*** Text segment ***

RICHMOND, DEC. 18 -- Virginia Gov. Gerald L. Baliles, cheering the legislature's fiscal committees with some rosy economic news, said today that state government revenue during the next two years will likely climb by $378 million over earlier estimates.
At the same time, the governor, who is putting the finishing touches on the state's 1988-90 spending plan, said his forthcoming biennial budget will be tempered by continued uncertainty about the stock market and consumer spending. "We cannot do it all," Baliles said here at his traditional year-end forecasting session with the money committees of the state Senate and House of Delegates. "We cannot replace every lost federal dollar or support every good idea."
Nonetheless, by almost every index the state treasury appears to be in good shape, bouyed by Virginia's recession-resistant economy, an expected $154 million surplus and an unemployment rate rivaling that of the mid-1970s, budget analysts said today.
Moreover, given the state government's traditional practice of underestimating revenue, the future may be even brighter than it appears now, according to several officials and legislators.
For instance, Baliles' forecast did not take into account the millions of dollars the new state lottery will begin generating after next spring.
"Virginia will do better than the rest of this country," declared Stuart W. Connock, Baliles' finance secretary. "This forecast is not a negative forecast."

*** Records supplied ***

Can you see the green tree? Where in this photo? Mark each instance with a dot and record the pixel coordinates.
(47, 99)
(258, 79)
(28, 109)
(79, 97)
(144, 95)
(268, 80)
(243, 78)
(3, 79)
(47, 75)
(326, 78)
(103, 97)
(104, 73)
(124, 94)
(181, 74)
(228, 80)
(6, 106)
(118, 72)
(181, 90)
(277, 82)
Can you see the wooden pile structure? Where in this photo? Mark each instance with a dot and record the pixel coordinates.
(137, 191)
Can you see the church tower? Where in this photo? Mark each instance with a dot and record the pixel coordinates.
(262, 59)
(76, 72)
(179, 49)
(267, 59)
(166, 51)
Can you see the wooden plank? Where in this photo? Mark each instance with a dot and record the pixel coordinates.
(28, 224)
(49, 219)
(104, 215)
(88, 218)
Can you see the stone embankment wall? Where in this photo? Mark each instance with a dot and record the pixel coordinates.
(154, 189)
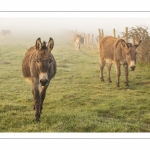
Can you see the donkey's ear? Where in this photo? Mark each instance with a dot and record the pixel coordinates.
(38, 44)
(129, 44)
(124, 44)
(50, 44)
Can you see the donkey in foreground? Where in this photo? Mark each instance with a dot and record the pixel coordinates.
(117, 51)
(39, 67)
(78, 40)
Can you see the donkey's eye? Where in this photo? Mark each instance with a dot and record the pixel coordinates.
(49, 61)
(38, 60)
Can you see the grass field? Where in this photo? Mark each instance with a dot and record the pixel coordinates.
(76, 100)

***
*** Records supplied ***

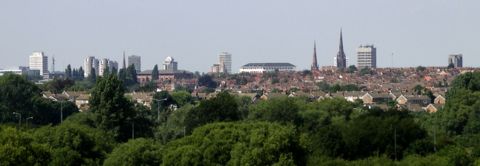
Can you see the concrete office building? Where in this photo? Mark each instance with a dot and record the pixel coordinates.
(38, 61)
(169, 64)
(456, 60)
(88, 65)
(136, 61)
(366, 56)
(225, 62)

***
*** Records supplied ***

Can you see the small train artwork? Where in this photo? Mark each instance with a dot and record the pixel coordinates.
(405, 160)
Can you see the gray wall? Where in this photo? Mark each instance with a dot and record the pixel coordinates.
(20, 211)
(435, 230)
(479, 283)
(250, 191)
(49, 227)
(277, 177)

***

Work to be completed: Can you swap "legislators" for "lawmakers" and write out the article on Virginia's revenue forecast again, starting with "Moreover, given the" and going on through "after next spring."? These records are separate material, unrelated to the article on Virginia's revenue forecast.

Problem solution:
Moreover, given the state government's traditional practice of underestimating revenue, the future may be even brighter than it appears now, according to several officials and lawmakers.
For instance, Baliles' forecast did not take into account the millions of dollars the new state lottery will begin generating after next spring.